• **REQUEST**: Render the records below as a two-column CSV with the headers "request" and "answer", one row per request. Put its text and its answer each in a single quoted field, with line breaks replaced by spaces.

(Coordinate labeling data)
※

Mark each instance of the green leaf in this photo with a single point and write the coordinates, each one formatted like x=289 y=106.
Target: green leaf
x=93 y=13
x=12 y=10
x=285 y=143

※

• **TASK OUTPUT**:
request,answer
"Mark each instance of the green leaf in this photo with a single point and write the coordinates, each one formatted like x=289 y=106. Target: green leaf","x=93 y=13 x=12 y=10 x=285 y=143"